### Labeled-object pointing entries:
------------------------------------------------------------------------
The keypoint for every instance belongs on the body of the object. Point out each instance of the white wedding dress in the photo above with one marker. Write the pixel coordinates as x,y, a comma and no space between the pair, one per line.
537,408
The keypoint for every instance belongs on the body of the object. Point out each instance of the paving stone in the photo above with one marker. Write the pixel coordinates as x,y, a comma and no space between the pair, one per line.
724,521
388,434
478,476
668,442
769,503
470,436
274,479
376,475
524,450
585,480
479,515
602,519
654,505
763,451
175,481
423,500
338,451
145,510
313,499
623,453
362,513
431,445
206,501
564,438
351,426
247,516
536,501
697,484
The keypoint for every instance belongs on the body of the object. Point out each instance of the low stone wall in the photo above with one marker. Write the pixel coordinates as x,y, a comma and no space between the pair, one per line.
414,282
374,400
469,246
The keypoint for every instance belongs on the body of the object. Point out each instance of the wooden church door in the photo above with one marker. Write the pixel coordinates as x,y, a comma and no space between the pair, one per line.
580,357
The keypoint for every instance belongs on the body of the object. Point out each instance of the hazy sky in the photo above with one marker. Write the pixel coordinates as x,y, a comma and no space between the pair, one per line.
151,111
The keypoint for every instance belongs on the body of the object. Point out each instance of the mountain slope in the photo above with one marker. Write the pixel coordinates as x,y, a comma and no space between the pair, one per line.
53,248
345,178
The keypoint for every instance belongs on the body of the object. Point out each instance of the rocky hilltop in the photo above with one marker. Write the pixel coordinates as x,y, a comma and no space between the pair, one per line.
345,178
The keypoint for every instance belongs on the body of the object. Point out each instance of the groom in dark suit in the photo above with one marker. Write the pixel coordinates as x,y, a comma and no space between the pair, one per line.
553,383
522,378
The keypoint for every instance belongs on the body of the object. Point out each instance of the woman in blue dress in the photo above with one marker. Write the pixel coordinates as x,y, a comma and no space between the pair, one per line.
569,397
------------------------------------------------------------------------
### What this task involves:
Offset every x and y coordinate value by adding 19, and reproduce the part of the data that opens with the line containing "of the mountain" and closes with the end of the data, keeping all other text in those lines unchanged.

### Answer for the task:
The keypoint for every instance belongs on the body of the object. Point out each instance of the mountain slope in the photo above with one marker. Write the pixel coordinates as x,y, a comma and no space between the pair, one per line.
72,267
364,197
The keypoint for every instance belongs on the body of the object. Point out each instance of the rocky hilltop in the photo above with one marker. Write the pixel coordinates as x,y, a comma and no space between the pair, one per line.
364,197
The keypoint for every instance belongs on the body of the object. Point out each instance of the groom in dark suit in the photo above with one marker. Write the pixel coordinates as x,y, a comma and no space between the pair, one per line.
572,402
541,397
The keypoint for every instance belongs on the body of the object. Point out each instance of the woman in blue dress in the photo above with one marker. Write the pixel coordinates as x,y, a comma and no space between the pair, one per line.
588,416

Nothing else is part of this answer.